Activity: Give back every record exactly as it reads.

Material to process START

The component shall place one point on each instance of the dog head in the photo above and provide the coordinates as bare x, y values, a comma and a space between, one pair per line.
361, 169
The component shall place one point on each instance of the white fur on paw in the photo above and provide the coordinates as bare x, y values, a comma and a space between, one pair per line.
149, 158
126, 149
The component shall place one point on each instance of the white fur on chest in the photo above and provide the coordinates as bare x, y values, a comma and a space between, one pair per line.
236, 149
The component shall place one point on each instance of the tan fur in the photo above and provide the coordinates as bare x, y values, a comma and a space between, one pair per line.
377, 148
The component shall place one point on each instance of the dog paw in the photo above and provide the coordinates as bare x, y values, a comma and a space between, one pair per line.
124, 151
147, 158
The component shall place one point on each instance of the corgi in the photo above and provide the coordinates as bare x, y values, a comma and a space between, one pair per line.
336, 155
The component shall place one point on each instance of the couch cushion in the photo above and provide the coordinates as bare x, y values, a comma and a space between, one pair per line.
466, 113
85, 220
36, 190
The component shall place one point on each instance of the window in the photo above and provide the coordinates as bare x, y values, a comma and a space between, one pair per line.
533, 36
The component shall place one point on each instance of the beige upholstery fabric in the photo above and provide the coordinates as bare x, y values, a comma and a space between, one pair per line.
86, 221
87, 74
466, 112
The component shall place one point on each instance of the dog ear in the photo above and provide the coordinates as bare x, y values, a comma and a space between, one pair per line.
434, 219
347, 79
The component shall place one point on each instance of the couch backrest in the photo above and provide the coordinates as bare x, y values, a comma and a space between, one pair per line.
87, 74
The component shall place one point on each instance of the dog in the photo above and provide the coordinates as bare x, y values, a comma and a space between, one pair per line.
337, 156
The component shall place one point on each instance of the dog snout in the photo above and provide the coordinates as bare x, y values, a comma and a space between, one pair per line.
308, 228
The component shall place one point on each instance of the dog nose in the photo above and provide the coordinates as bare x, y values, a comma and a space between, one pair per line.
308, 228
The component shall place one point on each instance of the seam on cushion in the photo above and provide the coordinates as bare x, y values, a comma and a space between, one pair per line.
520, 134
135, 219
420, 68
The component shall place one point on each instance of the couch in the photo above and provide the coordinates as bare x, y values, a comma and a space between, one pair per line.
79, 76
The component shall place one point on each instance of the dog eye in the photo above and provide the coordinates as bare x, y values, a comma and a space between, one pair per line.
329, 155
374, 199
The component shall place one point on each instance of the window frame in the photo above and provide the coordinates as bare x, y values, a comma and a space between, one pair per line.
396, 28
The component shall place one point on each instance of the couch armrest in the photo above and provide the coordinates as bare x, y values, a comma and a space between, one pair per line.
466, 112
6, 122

Material to process END

Reply:
The component shall place one point on each instance of the dog head in the photo above and provide the coordinates as bare x, y values, a comma and a space between, one pair per line.
361, 169
The component shall place one point on each instance of the white fur on paw in the photo above and provide the coordinates as bare x, y values, a comma and a space between, one pair per line.
149, 158
126, 149
The component shall place one point on each instance of the white fur on chest in the photo above and provide the coordinates as bare x, y values, a comma and a space between, one pair per line.
236, 149
The component shall place one point on each instance of the tan fur in the photo above and provide the coordinates as bare x, y values, a comma and a space between, one pair per line.
377, 148
The component shall place one point on each instance of the dog paw in the photo above and provide the coordinates as bare x, y values, a comma and a space between, one pair per line.
124, 151
147, 158
The component shall place one point on each instance of the corgi in the photo above and provide the coordinates as bare x, y values, a comma and a space between, one pair per line.
336, 155
The component shall place one point on each instance of the couch cushion in the photo above and provide the coordinates as bare x, y values, a comma and a space between, one pair per line.
466, 113
85, 220
36, 190
The component shall place one point on each instance of the window in the photo above and provide the coordinates as bare x, y values, a comma and a space between, one pair per line.
533, 36
The component shall place one point on each instance of the beige upholstery fabric in the photo above and provide the coordinates as bare x, y values, a comma and a space between, one pair per line.
86, 221
87, 74
466, 112
The component shall place one point on each instance of the dog ear in the photo above and provide the coordinates as bare x, y values, a comma and a space between, one pair per line.
434, 219
347, 79
The component shall place one point on each instance of the couch backrest in the photo above and provide the coordinates as bare x, y values, a comma and a space between, one pair per line.
87, 74
The component shall place one point on each instance of the dog in the photo above and provide the coordinates as bare x, y values, a comma and a space between, one pair per line.
337, 156
The component shall place one point on each instance of the dog snout in the photo above and provide the coordinates as bare x, y values, a comma and a space between, one pair per line.
308, 228
The component shall place one point on each instance of the dog nose in the photo above and provide the coordinates as bare x, y values, a comma and a space between, one pair per line.
308, 228
The component shall place one point on each instance of the seam on cushion in the photo above and provide the coordinates as bare x, y values, a comma and a space between, one pair per line.
520, 134
135, 219
420, 68
The component shall place one point on each instance of the couch in the photo above and provide the coordinates as bare x, y values, a comma and a space between, one pair per line.
79, 76
The component shall place one point on each instance of the dog eye in the photo above and provide the coordinates as bare x, y values, a comma and a space between, one pair per line.
329, 155
374, 199
The component shall place one point on each instance of the window frame in the photo above and provide the coordinates as bare x, y values, a comma and a space between, one pair per line.
396, 28
The component shall place one point on each instance of the couch armrest in the photo above and provide the coordinates as bare x, y values, a comma and a space between, one pair per line.
466, 112
6, 122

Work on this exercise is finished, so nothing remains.